## Task statement
Express each line of the records below as a string in a JSON list, starting at the line with "Target: tram emblem logo" and continuing through the last line of the records, both included. Omit blank lines.

------ Recorded data ------

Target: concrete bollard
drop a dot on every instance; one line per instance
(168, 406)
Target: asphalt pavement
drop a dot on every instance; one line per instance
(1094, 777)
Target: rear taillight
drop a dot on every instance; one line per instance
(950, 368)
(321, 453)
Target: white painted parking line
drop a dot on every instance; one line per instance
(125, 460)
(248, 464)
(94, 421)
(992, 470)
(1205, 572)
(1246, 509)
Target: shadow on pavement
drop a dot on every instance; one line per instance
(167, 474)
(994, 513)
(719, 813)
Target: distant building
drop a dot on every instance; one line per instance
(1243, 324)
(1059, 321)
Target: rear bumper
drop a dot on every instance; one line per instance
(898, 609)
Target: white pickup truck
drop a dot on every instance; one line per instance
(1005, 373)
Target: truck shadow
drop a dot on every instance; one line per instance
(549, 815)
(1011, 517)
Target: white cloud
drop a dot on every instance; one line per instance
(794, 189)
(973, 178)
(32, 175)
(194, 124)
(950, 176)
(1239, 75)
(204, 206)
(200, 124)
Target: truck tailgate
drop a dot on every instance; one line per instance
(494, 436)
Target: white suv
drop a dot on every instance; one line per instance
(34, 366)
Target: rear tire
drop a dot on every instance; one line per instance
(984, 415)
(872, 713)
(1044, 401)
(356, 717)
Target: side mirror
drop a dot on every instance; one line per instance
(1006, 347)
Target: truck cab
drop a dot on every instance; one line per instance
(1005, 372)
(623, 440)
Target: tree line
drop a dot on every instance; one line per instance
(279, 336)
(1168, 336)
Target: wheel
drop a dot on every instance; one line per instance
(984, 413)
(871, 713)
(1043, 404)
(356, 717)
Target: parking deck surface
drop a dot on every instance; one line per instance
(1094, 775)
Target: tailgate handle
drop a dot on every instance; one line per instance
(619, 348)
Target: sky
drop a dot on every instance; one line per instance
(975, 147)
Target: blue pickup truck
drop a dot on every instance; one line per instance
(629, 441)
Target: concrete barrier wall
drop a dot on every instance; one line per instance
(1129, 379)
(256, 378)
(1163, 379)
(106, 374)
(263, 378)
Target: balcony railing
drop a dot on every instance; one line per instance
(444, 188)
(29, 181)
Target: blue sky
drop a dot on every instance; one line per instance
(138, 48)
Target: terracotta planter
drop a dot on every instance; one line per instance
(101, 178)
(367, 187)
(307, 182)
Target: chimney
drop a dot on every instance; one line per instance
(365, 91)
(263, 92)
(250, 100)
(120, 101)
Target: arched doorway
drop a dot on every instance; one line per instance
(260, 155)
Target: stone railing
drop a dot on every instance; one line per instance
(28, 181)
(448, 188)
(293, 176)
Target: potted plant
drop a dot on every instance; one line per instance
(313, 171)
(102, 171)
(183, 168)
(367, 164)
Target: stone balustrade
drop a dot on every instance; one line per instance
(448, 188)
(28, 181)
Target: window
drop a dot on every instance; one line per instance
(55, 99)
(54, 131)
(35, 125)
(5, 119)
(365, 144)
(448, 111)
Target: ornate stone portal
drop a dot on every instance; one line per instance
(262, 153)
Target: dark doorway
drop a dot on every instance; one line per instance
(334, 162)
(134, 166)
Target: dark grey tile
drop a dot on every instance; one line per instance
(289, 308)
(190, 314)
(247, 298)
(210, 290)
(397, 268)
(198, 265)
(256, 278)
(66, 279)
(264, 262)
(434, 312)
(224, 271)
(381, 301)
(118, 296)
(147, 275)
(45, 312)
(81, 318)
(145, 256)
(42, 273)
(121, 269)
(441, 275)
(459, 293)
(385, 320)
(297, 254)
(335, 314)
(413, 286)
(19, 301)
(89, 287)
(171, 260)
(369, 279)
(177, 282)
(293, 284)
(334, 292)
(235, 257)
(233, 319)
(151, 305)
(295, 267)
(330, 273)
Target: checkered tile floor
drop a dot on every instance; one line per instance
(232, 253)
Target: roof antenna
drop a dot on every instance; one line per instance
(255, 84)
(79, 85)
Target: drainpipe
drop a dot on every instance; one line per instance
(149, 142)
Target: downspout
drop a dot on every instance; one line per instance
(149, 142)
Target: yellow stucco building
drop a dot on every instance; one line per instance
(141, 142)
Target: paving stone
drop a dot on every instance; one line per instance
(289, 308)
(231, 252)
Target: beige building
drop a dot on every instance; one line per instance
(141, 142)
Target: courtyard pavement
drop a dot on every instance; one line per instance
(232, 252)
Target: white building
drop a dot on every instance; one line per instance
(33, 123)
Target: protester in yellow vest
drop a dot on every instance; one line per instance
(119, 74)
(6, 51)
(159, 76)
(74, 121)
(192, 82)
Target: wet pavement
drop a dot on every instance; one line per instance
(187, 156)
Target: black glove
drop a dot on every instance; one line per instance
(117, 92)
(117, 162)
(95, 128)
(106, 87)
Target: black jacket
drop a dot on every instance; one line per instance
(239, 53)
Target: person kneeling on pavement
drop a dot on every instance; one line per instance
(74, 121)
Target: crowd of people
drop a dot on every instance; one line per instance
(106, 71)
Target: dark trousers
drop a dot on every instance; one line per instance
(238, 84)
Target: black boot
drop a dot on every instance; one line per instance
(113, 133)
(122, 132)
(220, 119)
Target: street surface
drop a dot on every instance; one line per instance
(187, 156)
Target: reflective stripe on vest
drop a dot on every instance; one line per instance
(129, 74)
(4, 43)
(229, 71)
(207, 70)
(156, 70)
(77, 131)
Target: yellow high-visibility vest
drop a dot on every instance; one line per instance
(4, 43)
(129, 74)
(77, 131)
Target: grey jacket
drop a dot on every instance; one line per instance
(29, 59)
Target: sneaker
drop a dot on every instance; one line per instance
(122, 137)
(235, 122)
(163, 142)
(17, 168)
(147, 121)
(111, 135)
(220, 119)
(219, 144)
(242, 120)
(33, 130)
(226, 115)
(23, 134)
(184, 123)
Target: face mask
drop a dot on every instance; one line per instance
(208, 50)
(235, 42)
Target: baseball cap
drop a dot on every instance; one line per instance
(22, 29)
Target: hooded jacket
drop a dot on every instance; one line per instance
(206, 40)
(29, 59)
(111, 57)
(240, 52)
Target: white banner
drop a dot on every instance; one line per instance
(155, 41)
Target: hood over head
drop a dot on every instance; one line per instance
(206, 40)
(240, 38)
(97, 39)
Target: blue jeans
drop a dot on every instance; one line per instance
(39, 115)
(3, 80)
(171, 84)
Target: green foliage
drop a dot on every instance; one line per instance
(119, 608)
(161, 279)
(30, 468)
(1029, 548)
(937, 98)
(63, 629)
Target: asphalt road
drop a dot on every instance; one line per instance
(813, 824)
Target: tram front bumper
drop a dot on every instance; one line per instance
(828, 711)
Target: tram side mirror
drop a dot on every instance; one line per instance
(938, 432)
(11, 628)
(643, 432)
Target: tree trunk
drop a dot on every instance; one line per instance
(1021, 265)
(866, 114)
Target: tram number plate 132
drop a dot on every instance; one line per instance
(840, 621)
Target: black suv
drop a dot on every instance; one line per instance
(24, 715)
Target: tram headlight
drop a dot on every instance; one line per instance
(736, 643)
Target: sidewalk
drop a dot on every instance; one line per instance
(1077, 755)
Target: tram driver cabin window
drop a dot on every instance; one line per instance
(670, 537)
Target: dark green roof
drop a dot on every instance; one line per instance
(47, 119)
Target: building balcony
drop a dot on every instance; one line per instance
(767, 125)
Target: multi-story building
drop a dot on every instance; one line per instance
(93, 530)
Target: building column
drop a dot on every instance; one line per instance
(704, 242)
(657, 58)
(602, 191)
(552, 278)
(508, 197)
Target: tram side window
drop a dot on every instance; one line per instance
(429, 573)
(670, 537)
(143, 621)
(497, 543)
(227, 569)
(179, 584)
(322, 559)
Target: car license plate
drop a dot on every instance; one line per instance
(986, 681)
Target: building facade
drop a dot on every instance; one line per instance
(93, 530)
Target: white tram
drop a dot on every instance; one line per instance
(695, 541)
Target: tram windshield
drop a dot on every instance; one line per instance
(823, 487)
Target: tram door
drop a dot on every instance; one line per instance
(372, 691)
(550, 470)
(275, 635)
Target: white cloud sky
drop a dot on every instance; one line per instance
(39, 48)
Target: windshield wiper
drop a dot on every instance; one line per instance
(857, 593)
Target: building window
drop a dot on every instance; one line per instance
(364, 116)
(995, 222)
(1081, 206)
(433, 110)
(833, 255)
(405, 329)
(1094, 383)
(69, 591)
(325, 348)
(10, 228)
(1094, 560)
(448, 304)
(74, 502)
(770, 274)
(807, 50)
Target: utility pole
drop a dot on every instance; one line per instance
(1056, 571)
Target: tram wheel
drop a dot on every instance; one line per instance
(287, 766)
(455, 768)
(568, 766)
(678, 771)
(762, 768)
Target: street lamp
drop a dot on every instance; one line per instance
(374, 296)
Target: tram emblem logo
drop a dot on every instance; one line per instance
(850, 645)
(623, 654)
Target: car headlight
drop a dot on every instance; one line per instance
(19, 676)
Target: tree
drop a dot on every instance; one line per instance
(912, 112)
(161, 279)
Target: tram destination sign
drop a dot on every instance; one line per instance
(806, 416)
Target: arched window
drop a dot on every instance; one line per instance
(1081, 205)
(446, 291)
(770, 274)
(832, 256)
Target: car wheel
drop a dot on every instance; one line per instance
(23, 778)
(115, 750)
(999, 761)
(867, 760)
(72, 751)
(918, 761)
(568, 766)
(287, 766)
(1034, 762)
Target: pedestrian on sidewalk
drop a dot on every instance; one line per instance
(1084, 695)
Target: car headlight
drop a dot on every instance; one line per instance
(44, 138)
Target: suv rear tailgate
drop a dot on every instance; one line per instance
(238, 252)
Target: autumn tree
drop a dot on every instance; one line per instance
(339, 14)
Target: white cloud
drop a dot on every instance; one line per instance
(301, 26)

------

## Result of the task
[
  "Target: tram emblem logo",
  "drop a dot on every instance; one line per instance",
  "(850, 645)",
  "(623, 654)",
  "Target: car headlight",
  "drop a dot on every instance; one line per instance",
  "(19, 676)",
  "Target: tree",
  "drop a dot on every instance; one line per instance",
  "(912, 112)",
  "(161, 279)",
  "Target: tram destination sign",
  "drop a dot on every instance; one line per instance",
  "(806, 416)",
  "Target: arched window",
  "drop a dot on every instance; one line per instance",
  "(1081, 205)",
  "(446, 291)",
  "(770, 274)",
  "(832, 256)",
  "Target: car wheel",
  "drop a dot on every instance; one line per instance",
  "(23, 778)",
  "(115, 750)",
  "(999, 761)",
  "(867, 760)",
  "(72, 751)",
  "(918, 761)",
  "(568, 766)",
  "(287, 766)",
  "(1034, 762)",
  "Target: pedestrian on sidewalk",
  "drop a dot on every instance; one line per instance",
  "(1084, 695)",
  "Target: car headlight",
  "drop a dot on every instance; one line per instance",
  "(44, 138)",
  "Target: suv rear tailgate",
  "drop a dot on every instance; one line per instance",
  "(238, 252)",
  "Target: autumn tree",
  "drop a dot on every instance; one line per instance",
  "(339, 14)",
  "Target: white cloud",
  "drop a dot on every instance; one line per instance",
  "(301, 26)"
]